• Exercise text
※
Some flourishes seemed to evoke Mr. Trump’s calamitous coronavirus briefings with reporters in the spring, when he alarmed his own supporters by screaming at routine questions about the pandemic.

At the same time, this was the matchup that Democrats envisioned when they elevated Mr. Biden above some two-dozen primary competitors: the amiable sidekick to the nation’s first Black president, a capital veteran who has transcended personal hardships, facing down an opponent rarely cited for feats of empathy and often openly hostile to the nation’s institutions.

The latter portion of that contrast is a discussion Mr. Trump has welcomed. Presenting Mr. Biden as a political lifer with little to show for his efforts, the president set out on Tuesday to continue the difficult work of running as the race’s true outsider while simultaneously controlling the levers of government.

“Forty-seven years, you’ve done nothing,” Mr. Trump said.

For months, Mr. Trump has been preparing his supporters for nothing short of abject humiliation for Mr. Biden on the debate stage, all but declaring (baselessly) that his opponent is beset by dementia and plying his followers with taunts of “Sleepy Joe” and often misleadingly edited social media clips of Mr. Biden’s verbal stumbles.
※
• Listed records
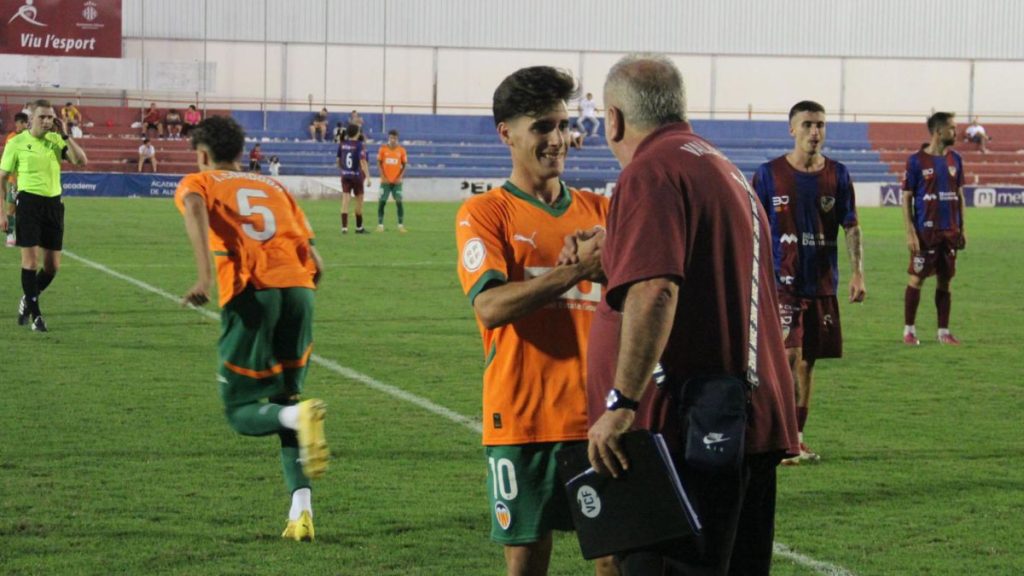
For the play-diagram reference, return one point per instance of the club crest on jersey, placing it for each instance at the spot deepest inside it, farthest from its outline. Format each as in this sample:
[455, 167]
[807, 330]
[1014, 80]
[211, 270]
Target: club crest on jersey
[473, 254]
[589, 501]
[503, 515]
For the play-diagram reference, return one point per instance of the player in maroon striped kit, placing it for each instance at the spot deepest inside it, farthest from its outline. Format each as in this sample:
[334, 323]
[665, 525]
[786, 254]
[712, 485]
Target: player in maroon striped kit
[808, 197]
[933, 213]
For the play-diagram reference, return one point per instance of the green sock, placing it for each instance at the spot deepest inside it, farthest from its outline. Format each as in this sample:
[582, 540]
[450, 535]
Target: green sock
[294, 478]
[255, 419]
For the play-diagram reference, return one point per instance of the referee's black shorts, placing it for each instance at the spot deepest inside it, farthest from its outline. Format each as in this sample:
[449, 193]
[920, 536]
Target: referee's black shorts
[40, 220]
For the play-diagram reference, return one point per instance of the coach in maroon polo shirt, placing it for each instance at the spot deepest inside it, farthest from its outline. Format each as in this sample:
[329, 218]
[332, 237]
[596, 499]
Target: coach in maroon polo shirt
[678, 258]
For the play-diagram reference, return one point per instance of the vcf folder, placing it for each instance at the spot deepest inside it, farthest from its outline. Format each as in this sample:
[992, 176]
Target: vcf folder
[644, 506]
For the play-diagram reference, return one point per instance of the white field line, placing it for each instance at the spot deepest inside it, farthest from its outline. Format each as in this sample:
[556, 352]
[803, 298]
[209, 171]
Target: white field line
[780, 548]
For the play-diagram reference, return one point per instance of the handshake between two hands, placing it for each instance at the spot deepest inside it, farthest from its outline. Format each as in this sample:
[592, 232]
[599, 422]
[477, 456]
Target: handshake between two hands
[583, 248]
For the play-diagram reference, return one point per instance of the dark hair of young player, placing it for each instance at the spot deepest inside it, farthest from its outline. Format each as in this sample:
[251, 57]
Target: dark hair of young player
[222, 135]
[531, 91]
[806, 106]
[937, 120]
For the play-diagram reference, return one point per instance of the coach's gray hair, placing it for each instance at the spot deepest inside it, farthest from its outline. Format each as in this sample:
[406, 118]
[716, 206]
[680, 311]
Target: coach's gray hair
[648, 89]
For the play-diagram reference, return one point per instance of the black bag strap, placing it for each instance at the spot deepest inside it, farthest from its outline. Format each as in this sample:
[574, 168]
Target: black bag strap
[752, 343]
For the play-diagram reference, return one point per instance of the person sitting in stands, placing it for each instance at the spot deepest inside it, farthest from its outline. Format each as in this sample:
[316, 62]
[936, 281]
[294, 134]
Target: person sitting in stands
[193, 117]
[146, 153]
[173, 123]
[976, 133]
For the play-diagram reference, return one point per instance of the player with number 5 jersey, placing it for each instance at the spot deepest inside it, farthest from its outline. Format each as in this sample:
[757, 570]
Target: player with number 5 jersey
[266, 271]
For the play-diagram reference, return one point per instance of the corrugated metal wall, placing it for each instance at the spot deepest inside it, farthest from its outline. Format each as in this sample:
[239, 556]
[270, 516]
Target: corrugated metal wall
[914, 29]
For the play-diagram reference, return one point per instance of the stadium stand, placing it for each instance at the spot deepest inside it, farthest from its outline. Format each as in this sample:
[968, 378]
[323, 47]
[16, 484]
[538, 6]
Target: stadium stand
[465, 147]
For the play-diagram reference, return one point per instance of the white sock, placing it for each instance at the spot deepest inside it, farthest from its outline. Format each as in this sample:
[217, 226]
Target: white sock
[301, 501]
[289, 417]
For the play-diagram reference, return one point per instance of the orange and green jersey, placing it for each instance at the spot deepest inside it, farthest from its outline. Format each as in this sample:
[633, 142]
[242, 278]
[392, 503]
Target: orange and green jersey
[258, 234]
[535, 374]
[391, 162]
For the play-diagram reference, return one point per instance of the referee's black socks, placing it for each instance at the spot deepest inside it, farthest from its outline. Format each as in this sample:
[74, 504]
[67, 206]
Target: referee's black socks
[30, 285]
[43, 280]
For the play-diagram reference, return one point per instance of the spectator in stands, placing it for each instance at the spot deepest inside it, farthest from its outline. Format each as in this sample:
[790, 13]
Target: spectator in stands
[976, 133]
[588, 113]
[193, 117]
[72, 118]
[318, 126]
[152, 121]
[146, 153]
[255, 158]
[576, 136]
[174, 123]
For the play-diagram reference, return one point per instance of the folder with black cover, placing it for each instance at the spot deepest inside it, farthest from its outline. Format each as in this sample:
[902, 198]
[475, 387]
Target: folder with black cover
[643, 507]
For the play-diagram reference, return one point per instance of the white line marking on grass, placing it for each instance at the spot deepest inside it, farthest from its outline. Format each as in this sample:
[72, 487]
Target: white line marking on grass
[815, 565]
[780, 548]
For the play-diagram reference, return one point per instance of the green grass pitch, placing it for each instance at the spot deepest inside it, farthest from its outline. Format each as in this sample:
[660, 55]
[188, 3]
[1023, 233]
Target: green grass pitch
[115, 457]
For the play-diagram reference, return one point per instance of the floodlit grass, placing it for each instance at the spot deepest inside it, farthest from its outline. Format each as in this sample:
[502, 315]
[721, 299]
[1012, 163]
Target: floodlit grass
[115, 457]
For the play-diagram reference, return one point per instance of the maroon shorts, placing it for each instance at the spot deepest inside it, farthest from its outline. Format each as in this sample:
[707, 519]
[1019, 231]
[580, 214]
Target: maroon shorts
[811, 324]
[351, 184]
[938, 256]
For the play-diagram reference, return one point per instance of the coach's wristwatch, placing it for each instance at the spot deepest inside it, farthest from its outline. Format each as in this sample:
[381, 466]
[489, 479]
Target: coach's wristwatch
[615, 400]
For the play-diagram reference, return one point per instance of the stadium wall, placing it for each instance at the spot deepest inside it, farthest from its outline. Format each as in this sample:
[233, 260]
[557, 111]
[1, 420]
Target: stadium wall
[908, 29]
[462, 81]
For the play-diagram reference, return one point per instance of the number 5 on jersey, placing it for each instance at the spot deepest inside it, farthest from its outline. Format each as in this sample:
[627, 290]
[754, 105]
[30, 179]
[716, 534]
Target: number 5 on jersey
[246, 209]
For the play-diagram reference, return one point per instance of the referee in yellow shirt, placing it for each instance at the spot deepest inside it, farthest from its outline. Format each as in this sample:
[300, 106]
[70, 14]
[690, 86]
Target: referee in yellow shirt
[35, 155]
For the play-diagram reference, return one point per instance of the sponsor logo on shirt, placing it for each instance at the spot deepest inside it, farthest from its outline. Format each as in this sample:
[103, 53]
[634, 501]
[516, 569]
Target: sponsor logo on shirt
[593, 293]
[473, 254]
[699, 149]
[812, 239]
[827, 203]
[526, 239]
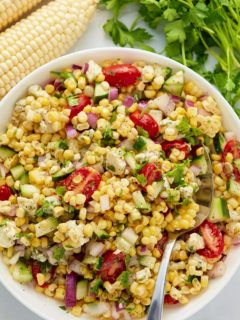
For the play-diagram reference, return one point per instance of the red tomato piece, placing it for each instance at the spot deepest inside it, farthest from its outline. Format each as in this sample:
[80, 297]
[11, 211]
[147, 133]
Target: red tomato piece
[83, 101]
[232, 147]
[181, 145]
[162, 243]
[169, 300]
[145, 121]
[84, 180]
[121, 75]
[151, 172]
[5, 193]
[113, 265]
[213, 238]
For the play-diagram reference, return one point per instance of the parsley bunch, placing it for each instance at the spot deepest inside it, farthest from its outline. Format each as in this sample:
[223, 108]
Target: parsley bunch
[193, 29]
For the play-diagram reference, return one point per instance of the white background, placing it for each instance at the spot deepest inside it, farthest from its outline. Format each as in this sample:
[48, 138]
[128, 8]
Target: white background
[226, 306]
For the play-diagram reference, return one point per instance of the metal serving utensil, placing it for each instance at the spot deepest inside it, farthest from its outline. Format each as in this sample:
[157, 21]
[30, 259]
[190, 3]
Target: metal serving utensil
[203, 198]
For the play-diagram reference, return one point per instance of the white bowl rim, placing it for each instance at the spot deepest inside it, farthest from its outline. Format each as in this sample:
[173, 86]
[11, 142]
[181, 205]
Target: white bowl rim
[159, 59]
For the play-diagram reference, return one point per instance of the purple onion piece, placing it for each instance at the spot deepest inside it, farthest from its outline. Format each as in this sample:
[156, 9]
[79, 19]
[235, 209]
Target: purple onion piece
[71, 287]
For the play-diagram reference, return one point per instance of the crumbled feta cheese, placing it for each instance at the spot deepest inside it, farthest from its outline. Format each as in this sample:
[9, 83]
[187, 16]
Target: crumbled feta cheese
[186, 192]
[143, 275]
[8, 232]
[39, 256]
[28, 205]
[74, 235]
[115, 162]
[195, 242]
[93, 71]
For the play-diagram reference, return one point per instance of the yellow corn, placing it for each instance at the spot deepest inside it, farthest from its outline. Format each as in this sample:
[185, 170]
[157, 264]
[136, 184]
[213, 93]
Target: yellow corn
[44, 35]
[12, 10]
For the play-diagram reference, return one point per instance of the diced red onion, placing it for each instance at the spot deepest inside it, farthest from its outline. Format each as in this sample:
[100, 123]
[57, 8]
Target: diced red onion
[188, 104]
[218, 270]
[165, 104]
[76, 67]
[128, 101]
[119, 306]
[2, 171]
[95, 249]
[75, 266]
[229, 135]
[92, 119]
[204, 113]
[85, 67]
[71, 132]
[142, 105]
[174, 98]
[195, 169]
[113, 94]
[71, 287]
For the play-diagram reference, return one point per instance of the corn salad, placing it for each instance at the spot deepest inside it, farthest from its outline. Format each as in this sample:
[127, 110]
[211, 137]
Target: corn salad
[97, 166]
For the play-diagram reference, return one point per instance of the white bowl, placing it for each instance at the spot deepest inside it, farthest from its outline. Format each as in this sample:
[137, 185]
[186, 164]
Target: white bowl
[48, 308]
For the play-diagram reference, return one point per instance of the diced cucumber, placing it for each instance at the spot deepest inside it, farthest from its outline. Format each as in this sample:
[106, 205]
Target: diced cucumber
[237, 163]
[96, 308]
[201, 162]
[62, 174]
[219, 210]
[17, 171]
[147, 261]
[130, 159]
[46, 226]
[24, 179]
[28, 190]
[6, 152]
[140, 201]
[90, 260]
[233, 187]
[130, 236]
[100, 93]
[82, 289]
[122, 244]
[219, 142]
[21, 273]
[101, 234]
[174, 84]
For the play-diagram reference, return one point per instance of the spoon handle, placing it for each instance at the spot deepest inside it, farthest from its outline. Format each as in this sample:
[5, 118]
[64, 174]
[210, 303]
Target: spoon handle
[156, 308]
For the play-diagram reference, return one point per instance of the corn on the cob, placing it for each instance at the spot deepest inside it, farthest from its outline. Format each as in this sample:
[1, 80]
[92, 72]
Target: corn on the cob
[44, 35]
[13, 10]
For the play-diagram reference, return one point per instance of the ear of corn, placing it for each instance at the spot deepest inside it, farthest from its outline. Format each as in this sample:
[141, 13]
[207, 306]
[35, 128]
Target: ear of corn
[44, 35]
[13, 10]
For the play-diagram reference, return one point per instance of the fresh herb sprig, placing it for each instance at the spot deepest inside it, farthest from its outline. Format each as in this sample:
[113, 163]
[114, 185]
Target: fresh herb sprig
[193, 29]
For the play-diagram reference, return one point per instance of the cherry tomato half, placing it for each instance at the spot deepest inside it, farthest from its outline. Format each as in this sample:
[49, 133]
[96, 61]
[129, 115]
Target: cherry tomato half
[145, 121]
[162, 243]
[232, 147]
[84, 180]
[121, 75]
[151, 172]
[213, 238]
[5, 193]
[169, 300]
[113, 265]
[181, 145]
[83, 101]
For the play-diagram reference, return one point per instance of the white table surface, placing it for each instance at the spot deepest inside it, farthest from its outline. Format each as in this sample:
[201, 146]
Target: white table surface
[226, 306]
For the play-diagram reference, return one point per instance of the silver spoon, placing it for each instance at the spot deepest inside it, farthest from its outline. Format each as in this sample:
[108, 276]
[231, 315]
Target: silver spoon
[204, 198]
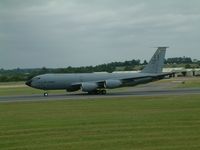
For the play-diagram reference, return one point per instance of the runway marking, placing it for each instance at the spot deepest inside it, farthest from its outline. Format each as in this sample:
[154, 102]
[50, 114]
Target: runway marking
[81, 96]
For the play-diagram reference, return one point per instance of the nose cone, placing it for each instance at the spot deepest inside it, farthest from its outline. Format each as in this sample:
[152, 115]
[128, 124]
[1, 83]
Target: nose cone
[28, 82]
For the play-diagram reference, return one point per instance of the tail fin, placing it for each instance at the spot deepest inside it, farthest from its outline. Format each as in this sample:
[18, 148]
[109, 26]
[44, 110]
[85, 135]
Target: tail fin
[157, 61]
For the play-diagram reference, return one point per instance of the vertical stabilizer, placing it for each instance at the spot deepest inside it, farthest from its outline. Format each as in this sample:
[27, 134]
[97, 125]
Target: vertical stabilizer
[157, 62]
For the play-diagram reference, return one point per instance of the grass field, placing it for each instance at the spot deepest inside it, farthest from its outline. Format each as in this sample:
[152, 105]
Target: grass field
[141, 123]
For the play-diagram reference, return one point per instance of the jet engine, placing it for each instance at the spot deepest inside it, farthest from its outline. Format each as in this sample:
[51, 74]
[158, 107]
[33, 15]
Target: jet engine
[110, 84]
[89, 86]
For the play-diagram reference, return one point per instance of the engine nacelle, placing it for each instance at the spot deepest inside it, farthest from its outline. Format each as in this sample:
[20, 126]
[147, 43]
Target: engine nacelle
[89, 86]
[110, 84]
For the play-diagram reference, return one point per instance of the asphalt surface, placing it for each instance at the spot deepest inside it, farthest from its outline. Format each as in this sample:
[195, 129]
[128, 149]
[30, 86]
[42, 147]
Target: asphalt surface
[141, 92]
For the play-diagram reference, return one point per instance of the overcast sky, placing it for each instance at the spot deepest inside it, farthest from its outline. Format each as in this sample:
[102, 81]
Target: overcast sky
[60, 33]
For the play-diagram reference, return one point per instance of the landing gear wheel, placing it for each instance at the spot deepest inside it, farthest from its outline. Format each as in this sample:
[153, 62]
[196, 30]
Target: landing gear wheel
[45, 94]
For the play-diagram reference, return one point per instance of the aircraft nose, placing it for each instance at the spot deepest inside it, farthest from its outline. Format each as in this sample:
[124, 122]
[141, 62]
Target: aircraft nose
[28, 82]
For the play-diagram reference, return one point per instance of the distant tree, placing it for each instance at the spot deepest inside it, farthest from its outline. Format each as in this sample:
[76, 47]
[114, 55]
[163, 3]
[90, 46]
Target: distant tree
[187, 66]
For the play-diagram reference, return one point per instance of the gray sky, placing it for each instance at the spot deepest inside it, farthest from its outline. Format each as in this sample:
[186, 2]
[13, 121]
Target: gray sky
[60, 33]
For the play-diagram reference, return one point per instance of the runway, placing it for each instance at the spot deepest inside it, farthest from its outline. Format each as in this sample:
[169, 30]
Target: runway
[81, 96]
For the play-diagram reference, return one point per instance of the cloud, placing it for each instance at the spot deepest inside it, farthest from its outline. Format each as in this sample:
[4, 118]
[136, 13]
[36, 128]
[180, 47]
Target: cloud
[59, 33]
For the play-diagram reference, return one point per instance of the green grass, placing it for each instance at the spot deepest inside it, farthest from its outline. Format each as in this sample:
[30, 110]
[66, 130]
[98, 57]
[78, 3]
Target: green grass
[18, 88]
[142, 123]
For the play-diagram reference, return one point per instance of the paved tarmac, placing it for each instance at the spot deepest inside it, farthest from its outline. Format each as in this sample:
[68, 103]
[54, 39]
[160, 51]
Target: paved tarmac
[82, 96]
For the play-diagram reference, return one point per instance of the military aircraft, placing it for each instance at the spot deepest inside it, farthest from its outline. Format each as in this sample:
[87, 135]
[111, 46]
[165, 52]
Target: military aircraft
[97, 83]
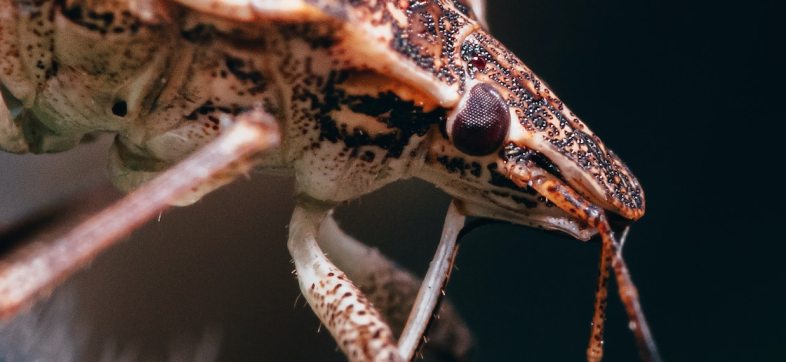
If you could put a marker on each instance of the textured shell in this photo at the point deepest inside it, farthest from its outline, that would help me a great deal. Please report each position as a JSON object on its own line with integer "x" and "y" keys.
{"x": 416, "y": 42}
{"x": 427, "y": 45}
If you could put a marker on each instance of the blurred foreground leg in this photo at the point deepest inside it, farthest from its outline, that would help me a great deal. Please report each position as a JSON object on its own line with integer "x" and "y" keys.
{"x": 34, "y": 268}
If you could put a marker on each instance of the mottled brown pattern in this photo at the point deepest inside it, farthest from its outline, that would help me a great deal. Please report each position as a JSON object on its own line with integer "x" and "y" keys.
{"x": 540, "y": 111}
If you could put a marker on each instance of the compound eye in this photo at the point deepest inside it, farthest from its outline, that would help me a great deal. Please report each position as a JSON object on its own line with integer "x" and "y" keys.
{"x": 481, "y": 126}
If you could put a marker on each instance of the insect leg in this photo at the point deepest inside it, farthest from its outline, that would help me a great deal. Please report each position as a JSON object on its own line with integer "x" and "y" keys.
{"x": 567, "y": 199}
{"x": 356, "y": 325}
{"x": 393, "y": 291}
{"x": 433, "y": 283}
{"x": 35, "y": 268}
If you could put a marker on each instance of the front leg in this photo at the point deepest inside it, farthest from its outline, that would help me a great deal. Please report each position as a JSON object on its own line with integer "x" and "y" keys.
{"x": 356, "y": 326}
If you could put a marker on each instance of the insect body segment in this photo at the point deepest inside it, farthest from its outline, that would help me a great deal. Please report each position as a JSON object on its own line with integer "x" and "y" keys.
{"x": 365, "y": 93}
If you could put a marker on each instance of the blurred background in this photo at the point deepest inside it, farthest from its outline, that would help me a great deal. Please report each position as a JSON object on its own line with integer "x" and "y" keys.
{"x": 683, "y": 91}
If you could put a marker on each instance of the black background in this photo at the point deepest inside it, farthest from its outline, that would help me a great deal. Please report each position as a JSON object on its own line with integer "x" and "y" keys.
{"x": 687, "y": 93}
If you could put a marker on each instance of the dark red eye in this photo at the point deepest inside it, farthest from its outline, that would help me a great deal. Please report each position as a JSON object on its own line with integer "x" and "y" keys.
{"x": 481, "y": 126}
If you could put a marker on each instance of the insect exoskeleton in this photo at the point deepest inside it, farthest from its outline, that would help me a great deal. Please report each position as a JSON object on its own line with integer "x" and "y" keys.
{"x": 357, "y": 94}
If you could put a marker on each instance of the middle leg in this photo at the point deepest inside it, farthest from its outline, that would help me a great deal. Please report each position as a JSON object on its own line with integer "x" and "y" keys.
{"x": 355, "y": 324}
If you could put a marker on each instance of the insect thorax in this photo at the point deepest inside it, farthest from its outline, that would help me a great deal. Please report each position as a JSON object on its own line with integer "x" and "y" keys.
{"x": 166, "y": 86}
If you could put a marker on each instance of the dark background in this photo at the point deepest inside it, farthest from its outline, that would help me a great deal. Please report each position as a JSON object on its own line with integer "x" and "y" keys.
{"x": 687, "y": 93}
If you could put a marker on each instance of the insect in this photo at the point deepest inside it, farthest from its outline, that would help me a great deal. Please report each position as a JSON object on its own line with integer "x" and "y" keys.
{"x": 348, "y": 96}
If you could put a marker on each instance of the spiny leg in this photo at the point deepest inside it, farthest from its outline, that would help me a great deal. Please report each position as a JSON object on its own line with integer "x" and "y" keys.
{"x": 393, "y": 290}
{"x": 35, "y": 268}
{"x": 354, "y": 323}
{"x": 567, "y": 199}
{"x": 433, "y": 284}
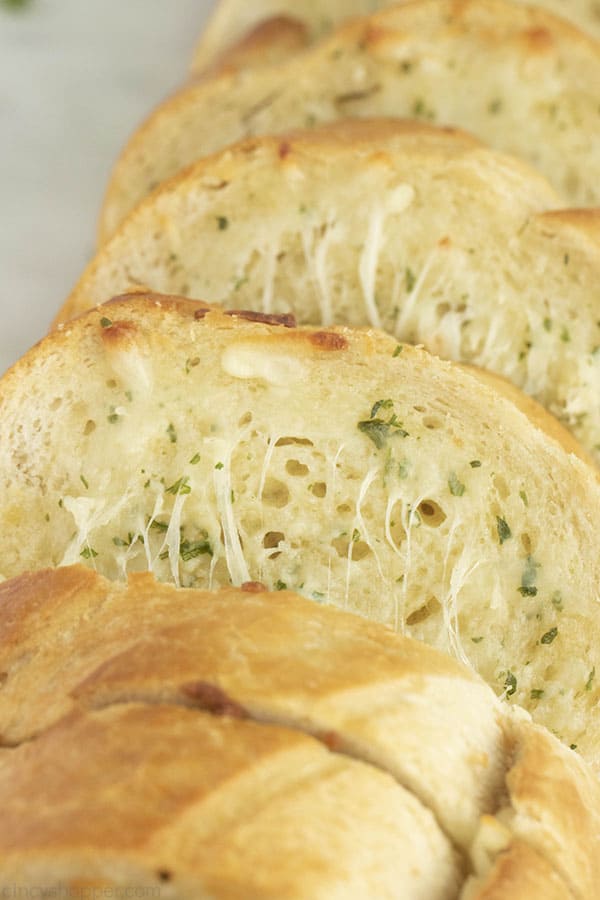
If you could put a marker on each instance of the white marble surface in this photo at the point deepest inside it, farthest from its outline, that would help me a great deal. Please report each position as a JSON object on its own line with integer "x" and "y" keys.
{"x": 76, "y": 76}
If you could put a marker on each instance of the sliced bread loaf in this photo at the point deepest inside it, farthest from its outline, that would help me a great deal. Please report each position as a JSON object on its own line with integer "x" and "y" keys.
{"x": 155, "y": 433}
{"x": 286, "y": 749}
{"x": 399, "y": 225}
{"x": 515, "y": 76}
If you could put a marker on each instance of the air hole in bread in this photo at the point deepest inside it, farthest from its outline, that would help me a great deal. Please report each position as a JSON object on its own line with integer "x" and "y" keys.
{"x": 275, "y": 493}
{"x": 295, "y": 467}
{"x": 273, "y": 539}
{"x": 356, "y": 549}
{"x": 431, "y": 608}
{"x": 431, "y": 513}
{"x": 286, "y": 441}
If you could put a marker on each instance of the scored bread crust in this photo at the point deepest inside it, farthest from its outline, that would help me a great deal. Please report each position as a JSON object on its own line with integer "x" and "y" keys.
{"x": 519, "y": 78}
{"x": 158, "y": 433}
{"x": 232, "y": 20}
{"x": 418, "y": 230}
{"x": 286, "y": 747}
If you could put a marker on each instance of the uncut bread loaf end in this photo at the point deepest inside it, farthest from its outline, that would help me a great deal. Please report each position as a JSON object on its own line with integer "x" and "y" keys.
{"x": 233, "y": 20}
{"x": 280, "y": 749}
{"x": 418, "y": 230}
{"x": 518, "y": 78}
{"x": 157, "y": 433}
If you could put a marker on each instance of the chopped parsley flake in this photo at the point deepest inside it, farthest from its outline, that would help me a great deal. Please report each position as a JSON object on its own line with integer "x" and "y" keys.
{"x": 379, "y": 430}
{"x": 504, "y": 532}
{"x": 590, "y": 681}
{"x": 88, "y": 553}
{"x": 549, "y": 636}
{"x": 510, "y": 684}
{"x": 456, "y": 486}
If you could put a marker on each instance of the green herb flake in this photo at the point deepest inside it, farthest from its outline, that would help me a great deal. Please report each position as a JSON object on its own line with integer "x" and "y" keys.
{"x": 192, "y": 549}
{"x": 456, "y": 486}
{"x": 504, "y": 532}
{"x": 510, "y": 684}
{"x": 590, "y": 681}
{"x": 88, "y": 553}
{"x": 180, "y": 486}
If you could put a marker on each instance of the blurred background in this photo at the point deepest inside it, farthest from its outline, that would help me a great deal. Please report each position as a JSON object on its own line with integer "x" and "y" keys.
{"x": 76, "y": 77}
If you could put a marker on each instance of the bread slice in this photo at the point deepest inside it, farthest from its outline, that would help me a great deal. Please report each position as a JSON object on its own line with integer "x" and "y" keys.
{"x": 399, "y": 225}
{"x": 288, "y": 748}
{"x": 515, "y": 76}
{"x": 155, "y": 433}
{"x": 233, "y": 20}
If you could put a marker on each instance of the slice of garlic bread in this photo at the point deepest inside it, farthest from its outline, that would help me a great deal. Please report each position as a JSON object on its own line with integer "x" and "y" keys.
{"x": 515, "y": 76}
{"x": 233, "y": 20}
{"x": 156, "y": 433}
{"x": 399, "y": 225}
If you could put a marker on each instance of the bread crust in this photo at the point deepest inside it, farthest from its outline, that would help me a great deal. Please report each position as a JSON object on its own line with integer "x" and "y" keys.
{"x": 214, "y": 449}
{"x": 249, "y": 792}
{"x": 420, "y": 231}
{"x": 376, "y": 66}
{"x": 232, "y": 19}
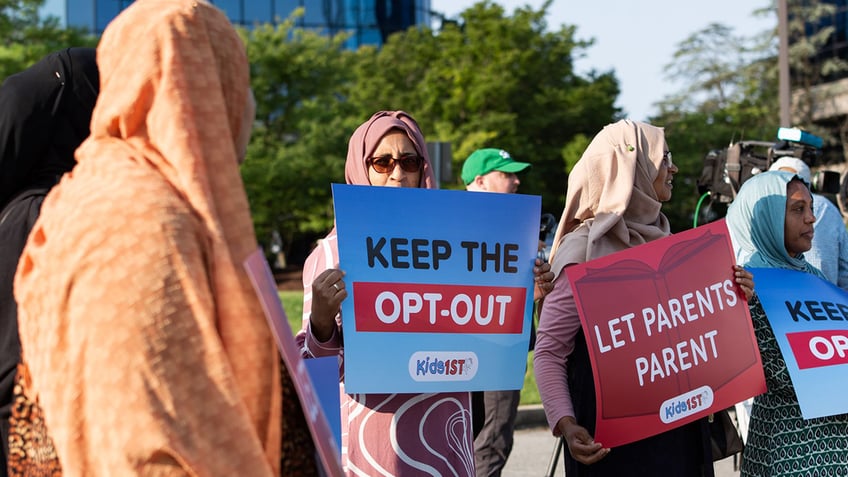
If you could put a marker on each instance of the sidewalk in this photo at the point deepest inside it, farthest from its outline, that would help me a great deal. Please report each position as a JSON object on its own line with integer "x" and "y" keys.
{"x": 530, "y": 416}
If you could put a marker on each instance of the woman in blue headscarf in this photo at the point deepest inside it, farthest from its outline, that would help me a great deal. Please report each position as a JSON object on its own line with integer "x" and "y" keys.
※
• What needs to be done
Reproduce the full passage on the Trump–Biden debate, word for word.

• Output of the task
Some flourishes seemed to evoke Mr. Trump’s calamitous coronavirus briefings with reporters in the spring, when he alarmed his own supporters by screaming at routine questions about the pandemic.

At the same time, this was the matchup that Democrats envisioned when they elevated Mr. Biden above some two-dozen primary competitors: the amiable sidekick to the nation’s first Black president, a capital veteran who has transcended personal hardships, facing down an opponent rarely cited for feats of empathy and often openly hostile to the nation’s institutions.

The latter portion of that contrast is a discussion Mr. Trump has welcomed. Presenting Mr. Biden as a political lifer with little to show for his efforts, the president set out on Tuesday to continue the difficult work of running as the race’s true outsider while simultaneously controlling the levers of government.

“Forty-seven years, you’ve done nothing,” Mr. Trump said.

For months, Mr. Trump has been preparing his supporters for nothing short of abject humiliation for Mr. Biden on the debate stage, all but declaring (baselessly) that his opponent is beset by dementia and plying his followers with taunts of “Sleepy Joe” and often misleadingly edited social media clips of Mr. Biden’s verbal stumbles.